Task prompt:
Reproduce word for word the lines of the items below, from the line containing "In which area of the above frame can the light" through the final line of the items, with both ends included.

··· Provided records

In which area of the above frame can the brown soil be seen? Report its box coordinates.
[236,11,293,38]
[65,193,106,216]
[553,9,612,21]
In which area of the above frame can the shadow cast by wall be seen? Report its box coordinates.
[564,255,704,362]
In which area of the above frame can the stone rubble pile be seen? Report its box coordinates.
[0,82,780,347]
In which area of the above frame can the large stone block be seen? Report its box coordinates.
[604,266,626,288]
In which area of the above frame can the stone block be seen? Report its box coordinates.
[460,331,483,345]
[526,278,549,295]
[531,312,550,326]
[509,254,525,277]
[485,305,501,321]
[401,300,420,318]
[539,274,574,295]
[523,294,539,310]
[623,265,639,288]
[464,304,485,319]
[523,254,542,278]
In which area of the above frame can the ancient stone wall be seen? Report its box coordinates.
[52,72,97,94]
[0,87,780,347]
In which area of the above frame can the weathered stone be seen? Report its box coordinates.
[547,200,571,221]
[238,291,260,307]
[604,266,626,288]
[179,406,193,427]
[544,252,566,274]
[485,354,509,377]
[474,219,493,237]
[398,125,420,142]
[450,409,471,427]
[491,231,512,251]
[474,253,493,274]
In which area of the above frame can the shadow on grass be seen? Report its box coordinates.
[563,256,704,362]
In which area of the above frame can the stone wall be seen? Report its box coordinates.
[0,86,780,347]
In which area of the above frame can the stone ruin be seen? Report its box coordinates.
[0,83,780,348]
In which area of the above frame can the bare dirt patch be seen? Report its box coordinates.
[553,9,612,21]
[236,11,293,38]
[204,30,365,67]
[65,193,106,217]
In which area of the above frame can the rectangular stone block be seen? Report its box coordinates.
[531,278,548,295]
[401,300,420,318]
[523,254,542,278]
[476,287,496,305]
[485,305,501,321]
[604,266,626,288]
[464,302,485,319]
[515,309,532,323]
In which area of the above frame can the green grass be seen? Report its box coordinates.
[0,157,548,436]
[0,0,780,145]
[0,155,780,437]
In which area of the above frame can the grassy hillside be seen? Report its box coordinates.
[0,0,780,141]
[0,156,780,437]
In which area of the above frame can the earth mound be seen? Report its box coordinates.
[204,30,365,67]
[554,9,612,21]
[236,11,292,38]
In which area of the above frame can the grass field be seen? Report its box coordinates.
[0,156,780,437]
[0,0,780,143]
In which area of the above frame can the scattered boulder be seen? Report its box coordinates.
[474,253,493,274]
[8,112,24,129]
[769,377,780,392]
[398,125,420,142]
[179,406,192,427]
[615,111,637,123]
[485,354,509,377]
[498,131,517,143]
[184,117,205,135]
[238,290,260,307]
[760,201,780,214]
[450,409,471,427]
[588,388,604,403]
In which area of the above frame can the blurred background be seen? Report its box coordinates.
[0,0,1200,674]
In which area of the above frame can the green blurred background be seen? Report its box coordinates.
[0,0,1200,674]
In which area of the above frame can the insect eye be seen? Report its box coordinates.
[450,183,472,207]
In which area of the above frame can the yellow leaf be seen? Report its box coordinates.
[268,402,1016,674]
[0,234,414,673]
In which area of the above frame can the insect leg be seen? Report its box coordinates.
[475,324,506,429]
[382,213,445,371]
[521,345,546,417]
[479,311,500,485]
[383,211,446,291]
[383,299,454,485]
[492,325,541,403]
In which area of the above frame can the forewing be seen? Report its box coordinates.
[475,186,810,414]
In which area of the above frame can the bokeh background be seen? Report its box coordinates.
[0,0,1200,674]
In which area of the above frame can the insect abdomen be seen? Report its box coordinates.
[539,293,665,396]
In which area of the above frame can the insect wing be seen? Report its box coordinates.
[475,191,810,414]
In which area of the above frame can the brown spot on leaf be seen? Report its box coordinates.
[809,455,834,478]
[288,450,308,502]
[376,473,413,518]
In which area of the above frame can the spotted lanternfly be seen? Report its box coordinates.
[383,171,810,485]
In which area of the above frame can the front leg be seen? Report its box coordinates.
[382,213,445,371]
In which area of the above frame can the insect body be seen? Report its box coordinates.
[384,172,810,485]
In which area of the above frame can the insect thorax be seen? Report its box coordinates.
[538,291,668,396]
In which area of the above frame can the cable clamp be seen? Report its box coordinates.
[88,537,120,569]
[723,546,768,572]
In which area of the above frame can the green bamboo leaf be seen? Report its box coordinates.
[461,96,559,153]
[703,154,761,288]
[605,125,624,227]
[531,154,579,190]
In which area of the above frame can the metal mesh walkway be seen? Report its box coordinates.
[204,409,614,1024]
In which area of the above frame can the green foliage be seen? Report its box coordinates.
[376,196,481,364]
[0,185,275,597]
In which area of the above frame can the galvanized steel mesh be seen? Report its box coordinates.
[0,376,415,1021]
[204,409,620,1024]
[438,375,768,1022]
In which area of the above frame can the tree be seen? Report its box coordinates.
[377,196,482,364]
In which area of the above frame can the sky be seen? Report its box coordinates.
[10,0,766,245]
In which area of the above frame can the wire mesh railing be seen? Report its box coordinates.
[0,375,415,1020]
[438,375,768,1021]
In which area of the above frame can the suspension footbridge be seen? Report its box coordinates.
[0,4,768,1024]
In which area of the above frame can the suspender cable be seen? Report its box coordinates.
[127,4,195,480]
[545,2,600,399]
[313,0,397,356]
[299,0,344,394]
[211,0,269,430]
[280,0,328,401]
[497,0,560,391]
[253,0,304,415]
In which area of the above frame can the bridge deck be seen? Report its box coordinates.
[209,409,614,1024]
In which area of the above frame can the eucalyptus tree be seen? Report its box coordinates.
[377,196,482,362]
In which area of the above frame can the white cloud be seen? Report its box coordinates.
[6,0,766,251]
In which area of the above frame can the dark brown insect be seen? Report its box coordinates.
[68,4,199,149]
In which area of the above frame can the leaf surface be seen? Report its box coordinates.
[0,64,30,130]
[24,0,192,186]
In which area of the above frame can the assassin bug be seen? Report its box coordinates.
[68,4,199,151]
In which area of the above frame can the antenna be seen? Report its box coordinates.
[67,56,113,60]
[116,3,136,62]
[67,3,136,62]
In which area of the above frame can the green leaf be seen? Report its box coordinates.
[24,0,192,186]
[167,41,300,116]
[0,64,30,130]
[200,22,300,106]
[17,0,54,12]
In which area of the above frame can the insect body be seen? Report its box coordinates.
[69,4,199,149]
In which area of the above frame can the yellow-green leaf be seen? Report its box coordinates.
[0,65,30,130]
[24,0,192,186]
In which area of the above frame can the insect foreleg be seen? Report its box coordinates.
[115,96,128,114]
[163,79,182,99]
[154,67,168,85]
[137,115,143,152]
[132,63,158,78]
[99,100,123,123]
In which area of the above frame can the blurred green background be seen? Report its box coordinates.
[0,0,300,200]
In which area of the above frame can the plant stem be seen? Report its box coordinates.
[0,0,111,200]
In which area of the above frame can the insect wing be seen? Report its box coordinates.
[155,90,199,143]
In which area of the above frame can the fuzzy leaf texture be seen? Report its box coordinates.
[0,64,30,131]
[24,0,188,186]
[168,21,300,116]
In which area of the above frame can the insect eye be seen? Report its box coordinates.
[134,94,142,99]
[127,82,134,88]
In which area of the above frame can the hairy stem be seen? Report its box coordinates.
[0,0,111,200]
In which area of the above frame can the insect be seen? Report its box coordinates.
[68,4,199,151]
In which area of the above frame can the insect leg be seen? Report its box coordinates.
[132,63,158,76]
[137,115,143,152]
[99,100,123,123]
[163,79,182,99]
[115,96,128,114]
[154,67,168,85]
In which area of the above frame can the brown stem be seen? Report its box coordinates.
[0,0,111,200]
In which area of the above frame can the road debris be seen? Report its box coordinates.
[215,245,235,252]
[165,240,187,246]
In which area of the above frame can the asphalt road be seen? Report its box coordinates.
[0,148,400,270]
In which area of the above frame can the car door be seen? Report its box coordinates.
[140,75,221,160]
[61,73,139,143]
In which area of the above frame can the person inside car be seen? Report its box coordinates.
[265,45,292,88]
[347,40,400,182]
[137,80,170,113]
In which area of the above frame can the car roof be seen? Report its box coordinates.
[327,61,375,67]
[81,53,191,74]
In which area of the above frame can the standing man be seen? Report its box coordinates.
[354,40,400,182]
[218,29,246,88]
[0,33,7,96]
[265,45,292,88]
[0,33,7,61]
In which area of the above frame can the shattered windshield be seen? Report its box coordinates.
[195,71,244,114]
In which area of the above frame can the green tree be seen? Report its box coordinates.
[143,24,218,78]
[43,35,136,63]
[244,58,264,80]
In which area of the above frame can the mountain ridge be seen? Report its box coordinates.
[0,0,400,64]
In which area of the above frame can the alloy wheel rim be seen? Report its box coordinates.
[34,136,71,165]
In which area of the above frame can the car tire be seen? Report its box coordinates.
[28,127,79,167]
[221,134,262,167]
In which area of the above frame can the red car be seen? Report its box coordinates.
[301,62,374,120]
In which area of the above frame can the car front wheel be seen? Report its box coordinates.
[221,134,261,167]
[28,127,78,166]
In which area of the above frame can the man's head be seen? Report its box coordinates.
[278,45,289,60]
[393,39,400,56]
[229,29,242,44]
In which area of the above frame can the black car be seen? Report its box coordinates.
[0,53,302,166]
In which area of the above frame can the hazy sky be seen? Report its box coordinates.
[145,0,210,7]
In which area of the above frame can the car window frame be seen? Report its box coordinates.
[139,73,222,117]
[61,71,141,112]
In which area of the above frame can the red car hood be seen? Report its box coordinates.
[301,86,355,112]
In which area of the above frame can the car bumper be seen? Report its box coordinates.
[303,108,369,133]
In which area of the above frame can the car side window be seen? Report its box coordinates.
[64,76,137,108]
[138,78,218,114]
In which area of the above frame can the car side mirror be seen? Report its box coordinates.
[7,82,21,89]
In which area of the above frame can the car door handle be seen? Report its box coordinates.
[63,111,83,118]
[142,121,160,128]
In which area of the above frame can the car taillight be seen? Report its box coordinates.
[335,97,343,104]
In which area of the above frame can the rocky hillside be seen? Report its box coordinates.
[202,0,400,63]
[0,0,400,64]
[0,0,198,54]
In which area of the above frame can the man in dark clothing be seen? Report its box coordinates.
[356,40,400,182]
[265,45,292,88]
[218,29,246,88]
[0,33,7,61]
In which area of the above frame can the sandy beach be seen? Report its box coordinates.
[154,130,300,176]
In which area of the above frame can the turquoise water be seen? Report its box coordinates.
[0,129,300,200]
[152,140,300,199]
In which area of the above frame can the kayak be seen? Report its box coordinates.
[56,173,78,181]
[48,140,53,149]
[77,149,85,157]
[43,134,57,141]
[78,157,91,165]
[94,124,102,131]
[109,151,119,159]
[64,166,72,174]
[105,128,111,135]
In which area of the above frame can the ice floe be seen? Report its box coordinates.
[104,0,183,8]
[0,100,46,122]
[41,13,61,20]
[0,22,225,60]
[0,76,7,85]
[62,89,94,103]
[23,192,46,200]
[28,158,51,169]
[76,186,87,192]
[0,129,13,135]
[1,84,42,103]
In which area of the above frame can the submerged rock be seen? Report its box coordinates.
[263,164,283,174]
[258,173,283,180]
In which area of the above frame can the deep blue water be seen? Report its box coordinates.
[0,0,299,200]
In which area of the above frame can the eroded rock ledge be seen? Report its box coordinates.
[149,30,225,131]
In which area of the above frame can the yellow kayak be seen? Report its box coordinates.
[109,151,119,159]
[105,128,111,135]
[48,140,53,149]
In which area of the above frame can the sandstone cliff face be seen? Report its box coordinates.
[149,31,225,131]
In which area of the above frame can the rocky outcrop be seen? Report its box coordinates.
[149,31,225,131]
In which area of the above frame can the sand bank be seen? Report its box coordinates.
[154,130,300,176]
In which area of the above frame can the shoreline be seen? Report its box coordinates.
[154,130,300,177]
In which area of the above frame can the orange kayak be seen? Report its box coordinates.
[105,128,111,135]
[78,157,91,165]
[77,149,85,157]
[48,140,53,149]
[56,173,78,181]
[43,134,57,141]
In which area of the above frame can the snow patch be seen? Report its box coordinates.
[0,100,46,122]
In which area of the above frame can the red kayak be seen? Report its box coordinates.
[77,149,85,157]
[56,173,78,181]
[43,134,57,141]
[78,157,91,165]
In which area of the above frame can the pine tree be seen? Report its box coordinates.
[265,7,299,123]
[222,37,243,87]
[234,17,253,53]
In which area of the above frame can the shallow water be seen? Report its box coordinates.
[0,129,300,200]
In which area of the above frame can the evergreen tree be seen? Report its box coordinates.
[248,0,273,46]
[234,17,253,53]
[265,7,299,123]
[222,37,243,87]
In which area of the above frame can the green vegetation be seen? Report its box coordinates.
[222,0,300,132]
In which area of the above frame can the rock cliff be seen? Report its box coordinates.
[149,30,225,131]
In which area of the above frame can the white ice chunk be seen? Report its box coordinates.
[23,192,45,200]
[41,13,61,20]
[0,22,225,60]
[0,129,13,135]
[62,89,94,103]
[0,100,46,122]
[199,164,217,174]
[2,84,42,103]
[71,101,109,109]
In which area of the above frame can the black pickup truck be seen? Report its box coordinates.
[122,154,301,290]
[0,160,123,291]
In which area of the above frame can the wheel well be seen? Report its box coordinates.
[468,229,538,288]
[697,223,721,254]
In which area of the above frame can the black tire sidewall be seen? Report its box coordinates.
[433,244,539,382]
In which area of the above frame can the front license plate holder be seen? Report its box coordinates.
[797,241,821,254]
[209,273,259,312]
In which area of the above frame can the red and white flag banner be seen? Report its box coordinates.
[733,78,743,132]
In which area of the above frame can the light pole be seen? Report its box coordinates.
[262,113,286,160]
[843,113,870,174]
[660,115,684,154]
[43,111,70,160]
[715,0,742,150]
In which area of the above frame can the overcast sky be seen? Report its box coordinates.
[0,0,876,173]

······

Result:
In which area of the above frame can the light pole be seen? Report its box coordinates.
[262,113,286,160]
[843,113,870,174]
[660,115,684,154]
[43,111,70,160]
[715,0,742,150]
In which area of the above frame can the overcast sky be seen? Report its box coordinates.
[0,0,876,173]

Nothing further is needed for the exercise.